(Point localization data)
————

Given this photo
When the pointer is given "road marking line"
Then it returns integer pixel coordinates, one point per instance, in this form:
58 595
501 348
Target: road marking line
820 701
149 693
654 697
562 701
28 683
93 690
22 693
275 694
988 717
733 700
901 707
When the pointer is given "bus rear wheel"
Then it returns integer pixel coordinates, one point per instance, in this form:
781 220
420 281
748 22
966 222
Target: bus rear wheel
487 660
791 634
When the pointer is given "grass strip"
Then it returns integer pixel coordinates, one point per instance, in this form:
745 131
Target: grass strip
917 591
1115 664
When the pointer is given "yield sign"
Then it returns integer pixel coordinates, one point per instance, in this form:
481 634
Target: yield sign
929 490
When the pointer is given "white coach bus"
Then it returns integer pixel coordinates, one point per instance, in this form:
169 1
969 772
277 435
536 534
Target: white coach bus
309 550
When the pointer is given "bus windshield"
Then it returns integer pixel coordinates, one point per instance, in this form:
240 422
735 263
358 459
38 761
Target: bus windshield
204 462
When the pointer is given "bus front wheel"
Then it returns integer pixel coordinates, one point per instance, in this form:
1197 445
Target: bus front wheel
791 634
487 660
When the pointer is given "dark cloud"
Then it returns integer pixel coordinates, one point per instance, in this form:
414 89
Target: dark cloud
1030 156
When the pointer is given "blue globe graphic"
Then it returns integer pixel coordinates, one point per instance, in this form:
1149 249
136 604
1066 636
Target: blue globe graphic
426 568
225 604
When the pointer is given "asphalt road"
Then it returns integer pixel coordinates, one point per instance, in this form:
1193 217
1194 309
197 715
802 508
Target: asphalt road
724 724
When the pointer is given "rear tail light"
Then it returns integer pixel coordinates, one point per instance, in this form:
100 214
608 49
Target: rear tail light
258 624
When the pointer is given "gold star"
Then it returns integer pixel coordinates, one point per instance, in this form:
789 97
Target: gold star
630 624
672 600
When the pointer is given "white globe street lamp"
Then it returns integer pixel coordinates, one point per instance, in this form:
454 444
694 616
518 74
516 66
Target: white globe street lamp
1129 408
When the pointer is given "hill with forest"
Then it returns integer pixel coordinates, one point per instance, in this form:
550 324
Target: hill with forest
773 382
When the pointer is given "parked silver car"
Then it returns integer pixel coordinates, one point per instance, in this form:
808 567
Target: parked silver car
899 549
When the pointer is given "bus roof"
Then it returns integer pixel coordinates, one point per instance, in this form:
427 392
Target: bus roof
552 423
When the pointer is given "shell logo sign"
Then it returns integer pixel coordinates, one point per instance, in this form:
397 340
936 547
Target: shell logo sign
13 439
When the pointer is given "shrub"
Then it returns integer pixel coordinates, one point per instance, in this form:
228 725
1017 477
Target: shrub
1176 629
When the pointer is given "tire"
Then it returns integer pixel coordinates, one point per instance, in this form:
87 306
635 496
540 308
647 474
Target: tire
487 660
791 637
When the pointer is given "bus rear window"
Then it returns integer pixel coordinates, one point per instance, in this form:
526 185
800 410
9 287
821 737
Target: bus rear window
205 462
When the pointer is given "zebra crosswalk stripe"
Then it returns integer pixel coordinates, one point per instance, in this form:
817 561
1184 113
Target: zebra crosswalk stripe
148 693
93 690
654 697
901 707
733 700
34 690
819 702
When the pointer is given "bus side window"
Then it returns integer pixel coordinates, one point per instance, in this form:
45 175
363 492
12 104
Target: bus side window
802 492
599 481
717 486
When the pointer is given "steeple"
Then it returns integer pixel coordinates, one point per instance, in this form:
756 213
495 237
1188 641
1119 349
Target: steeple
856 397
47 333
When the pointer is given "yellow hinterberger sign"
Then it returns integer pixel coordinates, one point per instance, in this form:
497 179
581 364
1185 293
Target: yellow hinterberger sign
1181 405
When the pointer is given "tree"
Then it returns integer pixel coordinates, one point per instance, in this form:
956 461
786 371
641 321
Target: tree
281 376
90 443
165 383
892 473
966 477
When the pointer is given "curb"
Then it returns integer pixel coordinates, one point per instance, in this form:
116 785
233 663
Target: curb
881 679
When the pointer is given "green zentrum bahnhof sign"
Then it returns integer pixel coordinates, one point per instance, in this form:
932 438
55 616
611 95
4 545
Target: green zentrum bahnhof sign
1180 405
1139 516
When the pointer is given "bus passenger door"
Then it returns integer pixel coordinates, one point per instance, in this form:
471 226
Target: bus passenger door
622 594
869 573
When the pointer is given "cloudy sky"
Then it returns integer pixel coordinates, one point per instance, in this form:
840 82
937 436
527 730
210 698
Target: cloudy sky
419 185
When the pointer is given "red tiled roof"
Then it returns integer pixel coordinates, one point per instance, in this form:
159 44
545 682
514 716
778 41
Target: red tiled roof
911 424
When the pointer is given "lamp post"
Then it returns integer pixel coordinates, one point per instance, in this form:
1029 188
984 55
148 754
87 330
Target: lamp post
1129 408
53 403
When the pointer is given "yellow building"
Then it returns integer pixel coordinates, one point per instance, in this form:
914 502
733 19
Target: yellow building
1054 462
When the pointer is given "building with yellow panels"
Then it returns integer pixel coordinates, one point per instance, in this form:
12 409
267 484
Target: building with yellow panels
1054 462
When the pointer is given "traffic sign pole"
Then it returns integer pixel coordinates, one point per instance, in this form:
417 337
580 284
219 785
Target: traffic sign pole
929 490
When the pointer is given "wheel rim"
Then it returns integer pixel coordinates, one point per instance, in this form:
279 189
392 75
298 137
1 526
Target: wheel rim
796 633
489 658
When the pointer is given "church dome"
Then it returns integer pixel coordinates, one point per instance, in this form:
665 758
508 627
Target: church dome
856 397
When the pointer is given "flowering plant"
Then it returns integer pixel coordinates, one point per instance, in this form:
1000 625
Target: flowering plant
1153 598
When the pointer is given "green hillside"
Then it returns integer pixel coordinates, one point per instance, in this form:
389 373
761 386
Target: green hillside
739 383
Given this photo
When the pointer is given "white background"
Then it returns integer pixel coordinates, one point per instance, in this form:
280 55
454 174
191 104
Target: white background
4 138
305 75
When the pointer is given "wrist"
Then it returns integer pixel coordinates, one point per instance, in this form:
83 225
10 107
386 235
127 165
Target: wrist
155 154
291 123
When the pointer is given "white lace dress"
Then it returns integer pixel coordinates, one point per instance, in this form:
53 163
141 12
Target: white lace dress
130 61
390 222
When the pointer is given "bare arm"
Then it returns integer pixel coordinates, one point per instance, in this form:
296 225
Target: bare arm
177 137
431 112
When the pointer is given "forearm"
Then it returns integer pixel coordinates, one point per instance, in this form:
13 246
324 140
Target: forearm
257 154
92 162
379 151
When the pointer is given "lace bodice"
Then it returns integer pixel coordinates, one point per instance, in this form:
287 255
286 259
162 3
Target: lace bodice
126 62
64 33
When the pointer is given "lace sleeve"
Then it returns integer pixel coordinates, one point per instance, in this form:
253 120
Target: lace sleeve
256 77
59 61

————

_Problem statement_
Repeat each record word for word.

_Solution_
Given this photo
When the pointer is given "road marking line"
Then it returns integer pixel coordinates, one point per instance, in this form:
58 595
501 348
Target: road marking line
820 701
149 693
654 697
562 701
28 683
93 690
22 693
275 694
988 717
733 700
901 707
When the pointer is given "bus rear wheel"
Then it returns integer pixel coordinates, one point per instance, in this form:
781 220
420 281
748 22
966 222
Target: bus rear wheel
487 660
791 634
When the pointer is given "grass strip"
Then it returns integer pixel coordinates, one point per instance, in this form:
745 131
Target: grass strip
917 591
1115 664
When the pointer is given "yield sign"
Then it returns integer pixel coordinates, one point per instance, in this form:
481 634
Target: yield sign
929 490
When the pointer is given "white coach bus"
Then it returns integer pixel coordinates, one point per instance, in this form:
169 1
969 772
277 435
536 534
Target: white coach bus
309 550
When the pointer is given "bus windshield"
Then it returns integer pixel coordinates, one point per instance, in this form:
240 422
735 263
358 459
38 761
Target: bus windshield
204 462
When the pointer is given "bus front wheel"
Then it returns integer pixel coordinates, one point per instance, in this form:
1197 445
Target: bus front wheel
791 634
487 660
When the pointer is given "dark cloud"
Then it returns integer pixel coordinates, one point per instance, in this form:
414 89
Target: dark cloud
1030 156
When the pointer is given "blue globe graphic"
Then it returns integer pixel coordinates, one point per instance, in this form:
1149 249
136 604
1066 636
Target: blue globe graphic
426 568
225 604
When the pointer is given "asphalt road"
Then it returns integer pixel coordinates, one point per instance, in this form:
1193 217
1194 309
197 715
802 508
Target: asphalt road
724 724
When the pointer is given "rear tail light"
Then it returns integer pixel coordinates, one point per instance, in this form:
100 214
608 49
Target: rear tail light
258 624
When the pointer is given "gold star"
Then it returns integer pixel coordinates, one point per instance, in this form:
789 97
Target: gold star
630 624
672 600
When the pointer is given "white globe street lamp"
Then it returns integer pixel coordinates, one point per instance, in this form:
454 444
694 616
518 74
516 66
Target: white globe street lamp
1129 408
When the pointer is given "hill with forest"
Then it returns integer pixel coordinates, one point per instance, in this form:
550 324
Target: hill with forest
773 382
When the pointer is given "parked silver car"
Then it returns integer pixel coordinates, one point per instance, in this form:
808 567
Target: parked silver car
899 549
When the pointer is given "bus roof"
Then it returns integer pixel coordinates, one point per instance, in this form:
427 392
Target: bus roof
552 423
When the pointer is given "shell logo sign"
Then it returns integer pixel coordinates, one point per instance, in this form:
397 340
936 547
Target: shell logo sign
13 439
When the pointer is given "shrub"
Then it returns integer pixel coordinates, one point per instance, in this form:
228 725
1017 477
Target: shrub
1176 629
When the pointer is given "tire"
Then it returns integer pixel coordinates, one point per instance, in this form:
87 306
635 496
540 308
647 474
Target: tire
487 660
791 637
When the pointer is given "bus rear window"
Then it returns integer pixel coordinates, one point per instance, in this form:
526 185
800 410
9 287
821 737
Target: bus rear window
205 462
When the pointer is given "zebra crosswalk stripe"
Then it returns integer pixel coordinates, one point per instance, in this form:
817 561
1184 113
Target: zebra crosswalk stripe
148 693
93 690
654 697
901 707
733 700
34 690
819 702
When the pointer is given "bus side window"
Then it returns integer pixel coordinates, one point per instance, in this form:
45 175
363 492
12 104
Target: bus side window
802 492
599 481
717 486
When the pointer is given "steeple"
Then it returns integer pixel coordinates, one point per instance, in this form:
756 213
495 237
1188 641
1119 349
Target: steeple
856 397
47 333
When the pointer is given "yellow hinterberger sign"
Then it returns integer pixel coordinates, one point per instance, in this form:
497 179
581 364
1185 293
Target: yellow hinterberger sign
1181 405
When the pointer is given "tree"
Then it returns integer pixel coordinates, one point per instance, in this form:
956 461
786 371
641 321
Target: tree
281 376
90 443
165 383
892 473
966 477
When the pointer is given "curb"
Then it returns integer pixel coordinates, one point per instance, in this form:
116 785
233 663
Target: curb
881 679
When the pointer is given "green zentrum bahnhof sign"
Then it returns integer pixel coordinates, one point per instance, in this form:
932 438
55 616
611 95
4 545
Target: green zentrum bahnhof sign
1180 405
1139 516
When the pointer is given "bus passenger door"
Then it returns integer pixel coordinates, one point per instance, in this form:
471 226
Target: bus passenger door
622 594
869 573
When the pointer is given "cloudy sky"
Then it returns integer pixel coordinates, one point per instance, in this form:
840 82
937 436
527 730
210 698
Target: cloudy sky
419 185
When the pointer is given "red tiled roof"
Then it returns integer pixel coordinates, one point per instance, in this form:
159 44
545 682
514 716
778 41
Target: red tiled roof
911 424
When the pointer is given "lamp post"
Then it returns integer pixel coordinates, one point per instance, in this form:
1029 188
984 55
148 754
87 330
Target: lamp post
1129 408
53 403
When the pointer is given "yellow building"
Then it returns integer pixel coordinates, one point per instance, in this form:
914 502
733 19
Target: yellow building
1054 462
When the pointer is given "building with yellow panels"
Then it returns integer pixel coordinates, one point per instance, in this form:
12 409
267 484
Target: building with yellow panels
1054 462
When the pointer is given "traffic sign pole"
Then it returns integer pixel coordinates, one point per instance, in this form:
417 337
580 284
219 785
Target: traffic sign pole
929 490
When the pointer is given "wheel rim"
Then it returns integer pixel coordinates, one point per instance, in this form:
279 189
392 75
298 137
1 526
Target: wheel rim
796 633
489 658
When the pointer is given "church dome"
Then it returns integer pixel coordinates, one point per instance, in this form:
665 758
508 627
Target: church dome
856 397
When the pointer is given "flowering plant"
Then it returns integer pixel coordinates, one point per instance, in this form:
1000 625
Target: flowering plant
1153 598
When the pointer is given "green hillside"
Then it returns integer pixel coordinates, one point per instance, in this form:
389 373
761 386
Target: green hillside
739 383
Given this photo
When the pointer is given "white background"
Then it returns integer pixel coordinates, one point per instance, in this form:
280 55
454 174
191 104
Target: white background
4 138
305 75
When the pointer is given "wrist"
Then it returns integer pixel coordinates, one point per instance, in this form:
83 225
10 107
386 235
127 165
Target: wrist
155 154
291 123
When the pointer is given "white lace dress"
Then it returns integer pixel coordinates, one point per instance, in this form:
53 163
141 12
Target: white lace dress
130 61
390 222
When the pointer is given "bare arm"
Then it returns integer pixel coordinates, one point per instance, in this form:
296 225
Target: bare arm
177 137
431 112
When the pointer is given "forearm"
Then it returns integer pixel coordinates, one point per instance, in this form:
13 246
324 140
Target: forearm
257 154
92 162
379 151
When the pointer is given "lace bodice"
Then it returns integer pixel coordinates, one point per instance, in this form:
287 255
286 259
162 3
Target: lace bodice
126 62
64 33
When the pointer is given "lace sleeve"
Then it returns integer pixel coordinates, one point per instance, in this form:
253 120
Target: lace sleeve
256 77
59 61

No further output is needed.